| Exercise |
In the passage on the BFGS method, which keyword calls the alternative traditional BFGS method?

| Text extract |
━━━━━━━━━━━━━━━━━━━━━━━━━━━━━━

The [BFGS method](https://en.wikipedia.org/wiki/Broyden%E2%80%93Fletcher%E2%80%93Goldfarb%E2%80%93Shanno_algorithm) is a quasi-Newton method for solving nonlinear optimization problem. It belongs to the class of quasi-Newton method where the Hessian matrix is approximated during the optimization process. If the initial point is not far from the extrema, BFGS tends to work better than gradient-based methods.

There is an alternative traditional BFGS method, which can be called by using the keyword 'bfgs_trad'. The bfgs_trad method is a quasi-Newton method that substitute an approximate matrix B for the Hessian matrix. The main difference between 'bfgs' and 'bfgs_trad' is that 'bfgs' updates the inverse of matrix B while 'bfgs_trad' updates matrix B and obtains the inverse of B by solving the matrix eigenvalues and taking the reciprocal of the eigenvalues. Both methods are mathematically equivalent, but in some cases, 'bfgs_trad' performs better.

━━━━━━━━━━━━━━━━━━━━━━━━━━━━━━

| Supplied material |
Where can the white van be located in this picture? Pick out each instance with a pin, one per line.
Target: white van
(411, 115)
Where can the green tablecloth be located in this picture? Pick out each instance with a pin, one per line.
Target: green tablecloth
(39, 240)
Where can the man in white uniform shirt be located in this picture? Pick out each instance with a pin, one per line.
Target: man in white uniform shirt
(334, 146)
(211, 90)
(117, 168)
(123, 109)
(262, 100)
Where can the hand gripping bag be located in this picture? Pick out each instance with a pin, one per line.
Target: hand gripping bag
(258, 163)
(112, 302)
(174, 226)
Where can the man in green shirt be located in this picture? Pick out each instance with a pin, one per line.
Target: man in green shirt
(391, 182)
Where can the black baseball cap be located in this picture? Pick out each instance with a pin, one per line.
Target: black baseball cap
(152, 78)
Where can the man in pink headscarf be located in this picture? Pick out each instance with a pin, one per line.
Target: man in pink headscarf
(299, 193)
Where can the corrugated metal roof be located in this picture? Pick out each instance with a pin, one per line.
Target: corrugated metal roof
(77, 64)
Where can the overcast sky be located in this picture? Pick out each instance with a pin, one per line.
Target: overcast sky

━━━━━━━━━━━━━━━━━━━━━━━━━━━━━━

| Exercise output |
The keyword 'bfgs_trad' calls it.